# DOCUMENT SECTION:
┄┄┄┄┄┄

A cloud environment owned and operated by Tesla was breached back hackers who used the company’s compromised machines and computer resources to mine for cryptocurrency, according to security researchers .

In a report published this week by security firm RedLock, it was revealed that Tesla suffered a breach as a result of the vehicle manufacturer failing to password protect an open-source system that contained keys to access the company’s cloud.

According to the report, once the attackers gained access to Tesla’s cloud servers, they began running a cryptocurrency mining protocol called Stratum to mine for valuable digital currency that they could pocket and profit off of.

“We maintain a bug bounty program to encourage this type of research, and we addressed this vulnerability within hours of learning about it," Tesla said in a statement provided to International Business Times. "The impact seems to be limited to internally-used engineering test cars only, and our initial investigation found no indication that customer privacy or vehicle safety or security was compromised in any way.”

The attackers used Tesla’s cloud environment to do the dirty work of the mining process, essentially making the company’s computer do all the work while pocketing all of the profits generated from the operation.

A protocol called Stratum was used to carry out the attack, and the hackers managed to evade detection by obscuring the true IP address of the mining server and keeping the CPU usage low so as to not raise any suspicion.

“Mining cryptocurrency requires resources, and there’s no reason that criminals wouldn’t look for the same advantages from the cloud as other organizations,” Tim Erlin, vice president of product management and strategy at security firm Tripwire , told IBT. “Why make the effort of getting a human being to pay a ransom when you can use their resources to generate your own?”

┄┄┄┄┄┄

# DATA LINES:
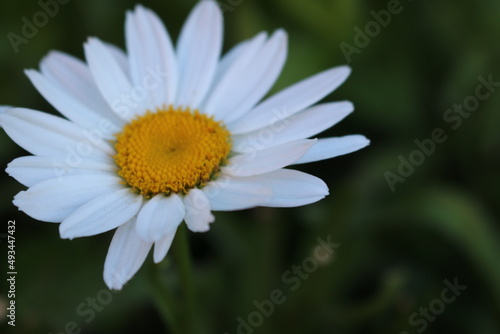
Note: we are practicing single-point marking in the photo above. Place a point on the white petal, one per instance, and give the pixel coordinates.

┄┄┄┄┄┄

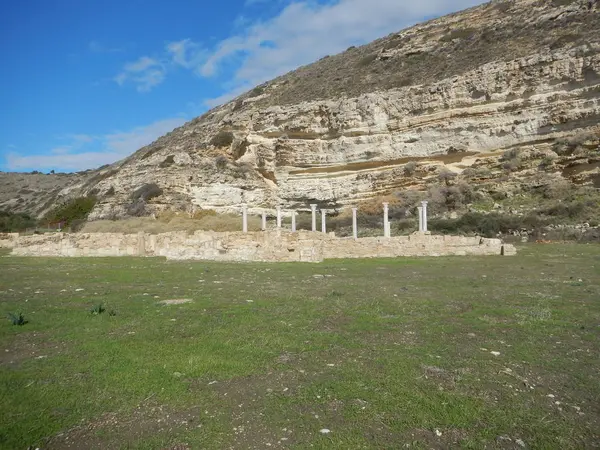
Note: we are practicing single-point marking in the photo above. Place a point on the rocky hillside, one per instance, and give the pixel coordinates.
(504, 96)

┄┄┄┄┄┄

# GIVEN REQUEST:
In the article on the Tesla cloud breach, what did Tesla fail to password protect? The listing comes from a separate source unrelated to the article.

# EXERCISE SOLUTION:
An open-source system that contained keys to access the company's cloud.